**DIRECTIONS FOR THIS TASK:** Every line of the records that holds the word "below" should be copied out.

**ENTRIES SHOWN:**
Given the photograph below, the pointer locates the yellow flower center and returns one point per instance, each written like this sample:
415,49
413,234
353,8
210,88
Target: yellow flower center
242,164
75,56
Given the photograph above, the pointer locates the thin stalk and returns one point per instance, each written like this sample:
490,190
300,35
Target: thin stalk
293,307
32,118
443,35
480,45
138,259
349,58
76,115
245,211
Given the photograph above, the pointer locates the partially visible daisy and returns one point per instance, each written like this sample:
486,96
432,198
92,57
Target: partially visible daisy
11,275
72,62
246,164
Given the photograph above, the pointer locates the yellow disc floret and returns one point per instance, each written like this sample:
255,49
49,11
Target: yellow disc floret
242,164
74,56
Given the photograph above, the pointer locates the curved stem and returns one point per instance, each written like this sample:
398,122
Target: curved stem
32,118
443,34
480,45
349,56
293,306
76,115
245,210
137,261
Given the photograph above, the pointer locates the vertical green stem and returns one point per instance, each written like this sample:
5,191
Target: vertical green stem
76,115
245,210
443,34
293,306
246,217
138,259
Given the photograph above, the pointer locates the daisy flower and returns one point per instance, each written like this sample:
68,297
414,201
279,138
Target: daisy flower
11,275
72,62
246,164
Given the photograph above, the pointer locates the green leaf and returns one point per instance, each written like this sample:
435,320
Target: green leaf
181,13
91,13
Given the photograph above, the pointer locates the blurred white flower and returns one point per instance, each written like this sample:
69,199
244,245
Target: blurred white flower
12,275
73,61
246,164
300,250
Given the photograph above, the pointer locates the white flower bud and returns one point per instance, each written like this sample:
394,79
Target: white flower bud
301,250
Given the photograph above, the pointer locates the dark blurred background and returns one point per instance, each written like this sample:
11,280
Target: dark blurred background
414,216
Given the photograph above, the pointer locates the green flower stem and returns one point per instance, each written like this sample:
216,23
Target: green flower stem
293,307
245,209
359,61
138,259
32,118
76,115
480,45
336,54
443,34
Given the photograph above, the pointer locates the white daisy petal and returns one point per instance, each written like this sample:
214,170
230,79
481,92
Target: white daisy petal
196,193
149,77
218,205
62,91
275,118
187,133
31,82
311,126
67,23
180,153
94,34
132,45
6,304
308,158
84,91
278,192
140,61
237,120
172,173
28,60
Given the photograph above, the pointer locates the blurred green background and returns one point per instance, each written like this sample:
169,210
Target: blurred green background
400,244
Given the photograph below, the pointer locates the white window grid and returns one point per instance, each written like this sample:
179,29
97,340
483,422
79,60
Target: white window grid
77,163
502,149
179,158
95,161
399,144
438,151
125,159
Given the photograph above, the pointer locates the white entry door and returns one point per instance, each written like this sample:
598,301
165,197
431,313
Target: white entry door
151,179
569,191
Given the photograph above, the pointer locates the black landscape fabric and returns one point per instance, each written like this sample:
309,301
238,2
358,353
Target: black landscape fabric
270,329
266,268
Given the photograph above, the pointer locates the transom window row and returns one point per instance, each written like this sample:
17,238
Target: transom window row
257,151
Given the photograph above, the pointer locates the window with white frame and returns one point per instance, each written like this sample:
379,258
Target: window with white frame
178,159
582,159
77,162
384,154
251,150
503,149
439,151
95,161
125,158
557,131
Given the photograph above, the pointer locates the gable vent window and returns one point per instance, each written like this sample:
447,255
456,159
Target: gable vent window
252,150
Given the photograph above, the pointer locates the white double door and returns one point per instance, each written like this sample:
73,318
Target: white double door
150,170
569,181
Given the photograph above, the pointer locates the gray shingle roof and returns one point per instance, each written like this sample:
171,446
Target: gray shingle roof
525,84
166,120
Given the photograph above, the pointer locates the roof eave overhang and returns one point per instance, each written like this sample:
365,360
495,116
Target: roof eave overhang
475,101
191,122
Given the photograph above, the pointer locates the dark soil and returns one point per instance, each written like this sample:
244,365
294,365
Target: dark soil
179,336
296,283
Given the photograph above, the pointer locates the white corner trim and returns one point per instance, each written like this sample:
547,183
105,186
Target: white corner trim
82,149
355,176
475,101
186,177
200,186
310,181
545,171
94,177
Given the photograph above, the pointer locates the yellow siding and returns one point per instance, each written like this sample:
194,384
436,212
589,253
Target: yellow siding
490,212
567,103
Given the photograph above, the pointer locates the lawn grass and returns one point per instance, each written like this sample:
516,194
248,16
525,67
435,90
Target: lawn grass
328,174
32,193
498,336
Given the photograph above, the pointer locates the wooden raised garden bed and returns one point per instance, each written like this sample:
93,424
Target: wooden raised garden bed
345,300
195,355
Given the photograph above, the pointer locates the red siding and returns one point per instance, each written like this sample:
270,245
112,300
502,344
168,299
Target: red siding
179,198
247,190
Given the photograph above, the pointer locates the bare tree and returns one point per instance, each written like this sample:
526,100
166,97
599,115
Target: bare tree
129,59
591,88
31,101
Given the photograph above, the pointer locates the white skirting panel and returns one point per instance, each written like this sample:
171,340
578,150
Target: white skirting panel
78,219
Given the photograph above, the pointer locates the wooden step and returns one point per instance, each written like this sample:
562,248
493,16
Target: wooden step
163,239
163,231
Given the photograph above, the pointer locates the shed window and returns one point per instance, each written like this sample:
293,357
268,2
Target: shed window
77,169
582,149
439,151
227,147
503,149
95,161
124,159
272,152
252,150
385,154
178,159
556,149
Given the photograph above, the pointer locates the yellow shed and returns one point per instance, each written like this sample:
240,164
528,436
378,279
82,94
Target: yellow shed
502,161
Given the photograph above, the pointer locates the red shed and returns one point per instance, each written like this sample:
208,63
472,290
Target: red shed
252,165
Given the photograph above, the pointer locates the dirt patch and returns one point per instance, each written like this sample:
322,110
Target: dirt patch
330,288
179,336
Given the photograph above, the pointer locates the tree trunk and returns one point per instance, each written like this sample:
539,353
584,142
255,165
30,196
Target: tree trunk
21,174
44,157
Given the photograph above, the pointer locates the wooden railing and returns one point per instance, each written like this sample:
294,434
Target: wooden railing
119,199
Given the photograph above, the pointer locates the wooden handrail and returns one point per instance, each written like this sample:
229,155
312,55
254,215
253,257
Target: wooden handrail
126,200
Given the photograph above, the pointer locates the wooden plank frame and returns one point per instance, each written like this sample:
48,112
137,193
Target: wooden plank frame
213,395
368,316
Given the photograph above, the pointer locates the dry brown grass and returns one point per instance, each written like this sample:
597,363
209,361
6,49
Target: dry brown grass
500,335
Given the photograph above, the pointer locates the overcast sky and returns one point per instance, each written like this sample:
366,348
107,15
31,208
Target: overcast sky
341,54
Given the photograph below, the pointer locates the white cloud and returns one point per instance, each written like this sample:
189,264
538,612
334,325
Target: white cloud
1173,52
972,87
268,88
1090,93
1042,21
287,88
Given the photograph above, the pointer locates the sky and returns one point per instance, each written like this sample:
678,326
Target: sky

**RESULT FOR THIS EXERCISE:**
Given the photograph below, the pointer locates the yellow flower center and returns one point per instance, each written like this sample:
Given the photograph below, the pointer locates the white window grid and returns one point per instance, each written like this sample:
Given the photograph below, the pointer locates the white cloud and returns one point per instance, each written like this sample:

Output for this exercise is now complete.